# [WHAT YOU WILL DO]
Repeat the lines of the listing below exactly, starting at the line that contains "the dark green" and running through the last line, both included, and only those.
-=-=-
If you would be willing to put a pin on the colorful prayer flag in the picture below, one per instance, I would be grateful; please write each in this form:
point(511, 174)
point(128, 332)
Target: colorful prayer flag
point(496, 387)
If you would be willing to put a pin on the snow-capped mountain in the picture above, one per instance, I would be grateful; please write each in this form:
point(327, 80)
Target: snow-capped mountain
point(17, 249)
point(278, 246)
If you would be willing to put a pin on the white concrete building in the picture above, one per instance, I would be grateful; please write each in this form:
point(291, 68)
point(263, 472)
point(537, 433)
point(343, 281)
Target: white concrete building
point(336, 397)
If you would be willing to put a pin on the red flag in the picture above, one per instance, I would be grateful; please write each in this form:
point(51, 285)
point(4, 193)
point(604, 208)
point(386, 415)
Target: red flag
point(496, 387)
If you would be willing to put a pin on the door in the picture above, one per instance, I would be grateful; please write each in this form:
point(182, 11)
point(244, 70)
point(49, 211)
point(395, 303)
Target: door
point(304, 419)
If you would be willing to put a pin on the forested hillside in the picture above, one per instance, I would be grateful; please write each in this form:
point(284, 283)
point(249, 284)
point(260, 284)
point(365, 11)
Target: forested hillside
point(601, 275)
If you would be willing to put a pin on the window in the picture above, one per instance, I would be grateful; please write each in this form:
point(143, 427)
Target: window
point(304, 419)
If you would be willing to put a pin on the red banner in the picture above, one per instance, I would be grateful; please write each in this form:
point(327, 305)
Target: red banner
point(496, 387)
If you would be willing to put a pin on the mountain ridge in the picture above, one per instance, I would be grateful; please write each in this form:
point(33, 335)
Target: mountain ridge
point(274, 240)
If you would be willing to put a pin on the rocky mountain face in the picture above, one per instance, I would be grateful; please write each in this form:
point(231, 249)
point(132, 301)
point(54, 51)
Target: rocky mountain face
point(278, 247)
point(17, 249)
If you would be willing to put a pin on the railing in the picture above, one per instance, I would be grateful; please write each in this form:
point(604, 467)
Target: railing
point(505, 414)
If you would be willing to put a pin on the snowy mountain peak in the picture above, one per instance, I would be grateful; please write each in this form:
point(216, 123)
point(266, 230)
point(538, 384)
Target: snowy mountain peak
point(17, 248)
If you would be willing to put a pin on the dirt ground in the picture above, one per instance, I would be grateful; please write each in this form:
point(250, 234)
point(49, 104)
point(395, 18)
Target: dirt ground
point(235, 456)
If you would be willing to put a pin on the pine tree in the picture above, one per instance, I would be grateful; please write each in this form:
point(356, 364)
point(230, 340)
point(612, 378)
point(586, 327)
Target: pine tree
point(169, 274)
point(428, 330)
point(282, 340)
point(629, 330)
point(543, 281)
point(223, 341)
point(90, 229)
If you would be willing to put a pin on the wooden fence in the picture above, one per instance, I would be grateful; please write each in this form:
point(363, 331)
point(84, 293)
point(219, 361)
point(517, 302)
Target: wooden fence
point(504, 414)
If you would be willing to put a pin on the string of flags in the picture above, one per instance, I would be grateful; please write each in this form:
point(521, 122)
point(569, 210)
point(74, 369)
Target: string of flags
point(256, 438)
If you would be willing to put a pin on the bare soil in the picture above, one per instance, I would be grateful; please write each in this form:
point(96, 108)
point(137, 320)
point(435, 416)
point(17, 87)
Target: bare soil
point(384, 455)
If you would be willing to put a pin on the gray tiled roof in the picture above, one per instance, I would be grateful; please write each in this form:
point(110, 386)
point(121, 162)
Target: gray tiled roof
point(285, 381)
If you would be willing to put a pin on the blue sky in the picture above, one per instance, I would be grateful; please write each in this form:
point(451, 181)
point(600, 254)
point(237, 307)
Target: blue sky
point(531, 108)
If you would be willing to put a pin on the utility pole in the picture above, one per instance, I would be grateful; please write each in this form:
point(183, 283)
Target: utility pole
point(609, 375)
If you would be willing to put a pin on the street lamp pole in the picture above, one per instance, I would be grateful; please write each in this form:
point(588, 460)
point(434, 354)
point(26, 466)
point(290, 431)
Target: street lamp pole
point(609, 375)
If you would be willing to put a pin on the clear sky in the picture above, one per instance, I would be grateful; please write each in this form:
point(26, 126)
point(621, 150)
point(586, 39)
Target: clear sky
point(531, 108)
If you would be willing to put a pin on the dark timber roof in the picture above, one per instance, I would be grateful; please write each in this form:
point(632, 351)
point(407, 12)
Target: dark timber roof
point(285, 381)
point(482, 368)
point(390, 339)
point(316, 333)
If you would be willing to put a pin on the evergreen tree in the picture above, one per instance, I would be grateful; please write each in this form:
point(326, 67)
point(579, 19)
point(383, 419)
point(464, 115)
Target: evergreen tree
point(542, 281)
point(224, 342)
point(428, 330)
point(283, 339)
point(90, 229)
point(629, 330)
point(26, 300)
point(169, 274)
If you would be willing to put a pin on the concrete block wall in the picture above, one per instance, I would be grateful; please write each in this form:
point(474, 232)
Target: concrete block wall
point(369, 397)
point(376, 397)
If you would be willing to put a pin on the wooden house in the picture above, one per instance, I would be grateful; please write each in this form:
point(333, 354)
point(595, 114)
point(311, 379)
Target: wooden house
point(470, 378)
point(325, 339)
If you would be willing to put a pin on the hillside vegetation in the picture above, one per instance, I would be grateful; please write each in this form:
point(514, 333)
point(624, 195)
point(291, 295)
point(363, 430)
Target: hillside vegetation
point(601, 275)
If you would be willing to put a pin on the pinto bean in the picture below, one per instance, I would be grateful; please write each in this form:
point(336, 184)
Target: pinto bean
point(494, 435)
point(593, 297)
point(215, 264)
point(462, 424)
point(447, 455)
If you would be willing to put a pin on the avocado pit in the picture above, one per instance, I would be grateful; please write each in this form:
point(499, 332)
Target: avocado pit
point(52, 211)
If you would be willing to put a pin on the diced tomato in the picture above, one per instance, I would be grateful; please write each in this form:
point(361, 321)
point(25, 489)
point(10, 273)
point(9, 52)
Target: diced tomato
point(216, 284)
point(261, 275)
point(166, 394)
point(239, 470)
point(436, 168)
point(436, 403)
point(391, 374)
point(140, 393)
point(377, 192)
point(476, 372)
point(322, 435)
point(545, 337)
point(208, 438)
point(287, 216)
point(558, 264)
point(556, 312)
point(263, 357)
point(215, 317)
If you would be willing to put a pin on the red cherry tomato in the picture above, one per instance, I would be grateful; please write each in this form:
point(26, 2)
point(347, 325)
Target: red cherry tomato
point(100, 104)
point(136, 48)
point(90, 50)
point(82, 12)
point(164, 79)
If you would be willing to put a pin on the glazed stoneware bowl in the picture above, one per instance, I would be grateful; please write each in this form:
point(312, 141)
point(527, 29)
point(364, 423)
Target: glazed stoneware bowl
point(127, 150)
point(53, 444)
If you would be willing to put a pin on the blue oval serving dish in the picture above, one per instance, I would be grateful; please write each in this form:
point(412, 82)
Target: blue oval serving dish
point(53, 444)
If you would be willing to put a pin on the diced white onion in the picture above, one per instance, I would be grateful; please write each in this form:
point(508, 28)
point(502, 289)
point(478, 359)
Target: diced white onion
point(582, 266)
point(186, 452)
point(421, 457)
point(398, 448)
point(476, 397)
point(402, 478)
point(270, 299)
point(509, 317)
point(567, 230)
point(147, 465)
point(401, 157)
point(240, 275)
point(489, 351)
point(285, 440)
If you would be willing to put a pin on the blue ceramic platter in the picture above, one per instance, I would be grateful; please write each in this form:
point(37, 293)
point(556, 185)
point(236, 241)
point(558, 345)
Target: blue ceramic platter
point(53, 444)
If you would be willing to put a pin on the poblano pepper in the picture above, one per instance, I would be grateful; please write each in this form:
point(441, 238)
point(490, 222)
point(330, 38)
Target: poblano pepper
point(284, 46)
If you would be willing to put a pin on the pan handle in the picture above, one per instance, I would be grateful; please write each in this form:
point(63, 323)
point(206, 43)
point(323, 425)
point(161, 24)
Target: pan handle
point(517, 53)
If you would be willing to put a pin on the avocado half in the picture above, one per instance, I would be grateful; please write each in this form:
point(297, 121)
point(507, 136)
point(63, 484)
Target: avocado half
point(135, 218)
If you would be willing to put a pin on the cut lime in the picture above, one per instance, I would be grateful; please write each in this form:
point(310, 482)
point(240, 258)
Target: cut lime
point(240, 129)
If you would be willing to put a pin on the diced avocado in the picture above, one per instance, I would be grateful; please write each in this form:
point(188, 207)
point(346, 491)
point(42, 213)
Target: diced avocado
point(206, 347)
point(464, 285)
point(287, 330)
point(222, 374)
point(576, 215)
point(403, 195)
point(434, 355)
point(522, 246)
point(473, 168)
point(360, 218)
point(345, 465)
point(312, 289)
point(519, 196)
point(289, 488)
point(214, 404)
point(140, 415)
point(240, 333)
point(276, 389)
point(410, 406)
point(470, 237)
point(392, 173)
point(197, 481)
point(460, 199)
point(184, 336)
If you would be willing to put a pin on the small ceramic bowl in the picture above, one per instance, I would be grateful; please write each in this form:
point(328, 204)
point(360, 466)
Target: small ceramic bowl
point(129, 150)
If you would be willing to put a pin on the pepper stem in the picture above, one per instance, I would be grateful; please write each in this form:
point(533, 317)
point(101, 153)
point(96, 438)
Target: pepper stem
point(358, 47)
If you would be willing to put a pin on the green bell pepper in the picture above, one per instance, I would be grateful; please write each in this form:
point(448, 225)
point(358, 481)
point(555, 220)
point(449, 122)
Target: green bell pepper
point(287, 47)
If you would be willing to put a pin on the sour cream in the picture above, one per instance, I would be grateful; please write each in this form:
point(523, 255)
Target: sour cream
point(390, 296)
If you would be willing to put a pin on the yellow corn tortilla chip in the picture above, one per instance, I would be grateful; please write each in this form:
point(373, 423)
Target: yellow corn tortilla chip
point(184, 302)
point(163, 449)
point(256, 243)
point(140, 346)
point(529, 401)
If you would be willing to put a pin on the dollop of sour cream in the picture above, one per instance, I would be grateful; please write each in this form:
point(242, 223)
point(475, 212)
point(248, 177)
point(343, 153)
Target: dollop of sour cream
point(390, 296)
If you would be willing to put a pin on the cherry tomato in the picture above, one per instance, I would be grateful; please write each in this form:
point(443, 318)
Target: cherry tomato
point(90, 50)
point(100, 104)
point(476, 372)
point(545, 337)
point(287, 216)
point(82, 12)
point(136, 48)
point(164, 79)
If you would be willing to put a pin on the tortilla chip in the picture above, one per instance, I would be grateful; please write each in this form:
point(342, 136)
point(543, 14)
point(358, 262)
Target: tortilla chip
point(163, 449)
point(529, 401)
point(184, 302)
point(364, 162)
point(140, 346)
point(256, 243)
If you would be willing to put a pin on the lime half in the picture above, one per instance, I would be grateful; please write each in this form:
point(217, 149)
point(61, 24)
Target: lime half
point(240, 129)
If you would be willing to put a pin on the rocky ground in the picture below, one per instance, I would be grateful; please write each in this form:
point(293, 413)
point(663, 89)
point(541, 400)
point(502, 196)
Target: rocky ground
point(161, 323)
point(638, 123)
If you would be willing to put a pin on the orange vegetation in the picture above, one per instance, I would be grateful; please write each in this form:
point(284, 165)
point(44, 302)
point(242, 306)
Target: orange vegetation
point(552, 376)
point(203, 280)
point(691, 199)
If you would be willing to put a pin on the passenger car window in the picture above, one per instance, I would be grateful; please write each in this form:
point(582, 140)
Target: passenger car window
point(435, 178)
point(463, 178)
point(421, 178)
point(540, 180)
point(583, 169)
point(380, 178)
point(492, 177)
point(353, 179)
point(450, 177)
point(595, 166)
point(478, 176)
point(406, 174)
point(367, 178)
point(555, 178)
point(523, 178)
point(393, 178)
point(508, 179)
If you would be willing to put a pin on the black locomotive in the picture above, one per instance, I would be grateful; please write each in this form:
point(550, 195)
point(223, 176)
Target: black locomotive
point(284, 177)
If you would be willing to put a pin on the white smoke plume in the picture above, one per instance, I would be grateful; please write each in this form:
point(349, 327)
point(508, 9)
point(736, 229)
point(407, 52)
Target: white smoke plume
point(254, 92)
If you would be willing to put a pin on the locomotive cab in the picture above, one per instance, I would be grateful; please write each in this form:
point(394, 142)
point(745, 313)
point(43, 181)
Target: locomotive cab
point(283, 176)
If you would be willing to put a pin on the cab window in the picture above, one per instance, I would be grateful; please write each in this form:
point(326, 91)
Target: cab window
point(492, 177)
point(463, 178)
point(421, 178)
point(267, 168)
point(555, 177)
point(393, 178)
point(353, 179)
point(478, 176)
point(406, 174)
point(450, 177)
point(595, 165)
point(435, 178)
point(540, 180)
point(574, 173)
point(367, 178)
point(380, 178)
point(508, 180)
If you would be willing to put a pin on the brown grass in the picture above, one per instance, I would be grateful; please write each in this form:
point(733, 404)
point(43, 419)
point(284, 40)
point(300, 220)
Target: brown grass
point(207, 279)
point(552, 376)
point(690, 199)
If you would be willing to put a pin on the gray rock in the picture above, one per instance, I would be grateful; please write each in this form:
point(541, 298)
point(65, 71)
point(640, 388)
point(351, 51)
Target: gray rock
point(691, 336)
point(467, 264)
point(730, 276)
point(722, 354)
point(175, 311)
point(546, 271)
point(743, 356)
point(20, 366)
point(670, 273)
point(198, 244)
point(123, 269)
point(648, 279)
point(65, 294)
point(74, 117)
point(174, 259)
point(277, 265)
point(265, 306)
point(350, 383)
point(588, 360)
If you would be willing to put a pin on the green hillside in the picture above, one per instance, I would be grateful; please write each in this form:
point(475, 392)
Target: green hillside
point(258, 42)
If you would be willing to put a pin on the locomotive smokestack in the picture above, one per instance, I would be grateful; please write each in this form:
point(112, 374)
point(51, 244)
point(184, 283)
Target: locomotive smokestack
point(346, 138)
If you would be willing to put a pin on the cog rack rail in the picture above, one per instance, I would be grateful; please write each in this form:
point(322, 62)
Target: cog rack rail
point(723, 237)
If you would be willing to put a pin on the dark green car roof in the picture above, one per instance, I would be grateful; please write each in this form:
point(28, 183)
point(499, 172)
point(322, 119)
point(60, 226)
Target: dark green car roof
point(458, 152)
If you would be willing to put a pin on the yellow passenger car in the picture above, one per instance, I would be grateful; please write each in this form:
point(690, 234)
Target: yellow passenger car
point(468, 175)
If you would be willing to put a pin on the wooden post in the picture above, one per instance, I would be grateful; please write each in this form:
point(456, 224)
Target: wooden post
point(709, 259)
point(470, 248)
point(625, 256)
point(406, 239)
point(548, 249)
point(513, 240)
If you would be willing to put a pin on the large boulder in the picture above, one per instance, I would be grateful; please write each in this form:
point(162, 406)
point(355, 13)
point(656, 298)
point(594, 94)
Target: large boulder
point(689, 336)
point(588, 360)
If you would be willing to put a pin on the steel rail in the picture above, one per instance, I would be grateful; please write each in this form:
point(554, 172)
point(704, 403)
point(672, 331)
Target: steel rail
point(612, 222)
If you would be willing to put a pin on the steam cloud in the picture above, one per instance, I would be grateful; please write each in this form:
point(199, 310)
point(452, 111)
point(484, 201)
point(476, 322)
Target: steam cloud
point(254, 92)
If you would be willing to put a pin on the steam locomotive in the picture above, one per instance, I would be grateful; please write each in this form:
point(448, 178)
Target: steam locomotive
-=-=-
# [SOLUTION TO THIS PROBLEM]
If you would be willing to put a pin on the dark green car roof in the picture above, one per instance, I would be grateful; please write each in this form:
point(28, 183)
point(499, 172)
point(322, 119)
point(60, 226)
Target: dark green car roof
point(458, 152)
If you would be willing to put a pin on the yellow passenger car in the picture above, one per instance, I would be grateful; please write each in this form:
point(690, 234)
Target: yellow passenger car
point(468, 175)
If you would be willing to put a pin on the wooden post in the picture above, one per instance, I would be grateful; please write each in this form:
point(456, 224)
Target: wooden post
point(709, 259)
point(470, 248)
point(625, 256)
point(406, 239)
point(548, 249)
point(513, 240)
If you would be willing to put a pin on the large boulder in the picture above, one per instance, I would be grateful; please write each in this form:
point(162, 406)
point(355, 13)
point(656, 298)
point(594, 94)
Target: large boulder
point(689, 336)
point(588, 360)
If you would be willing to put a pin on the steel rail in the picture above, one per instance, I would be grateful; please write each in this form:
point(554, 172)
point(704, 403)
point(672, 331)
Target: steel rail
point(612, 222)
If you would be willing to put a pin on the steam cloud in the picture above, one per instance, I would be grateful; please write each in this form:
point(199, 310)
point(452, 111)
point(484, 201)
point(476, 322)
Target: steam cloud
point(254, 92)
If you would be willing to put a pin on the steam locomotive in the picture above, one per instance, I would be grateful; please write each in this form:
point(448, 178)
Target: steam locomotive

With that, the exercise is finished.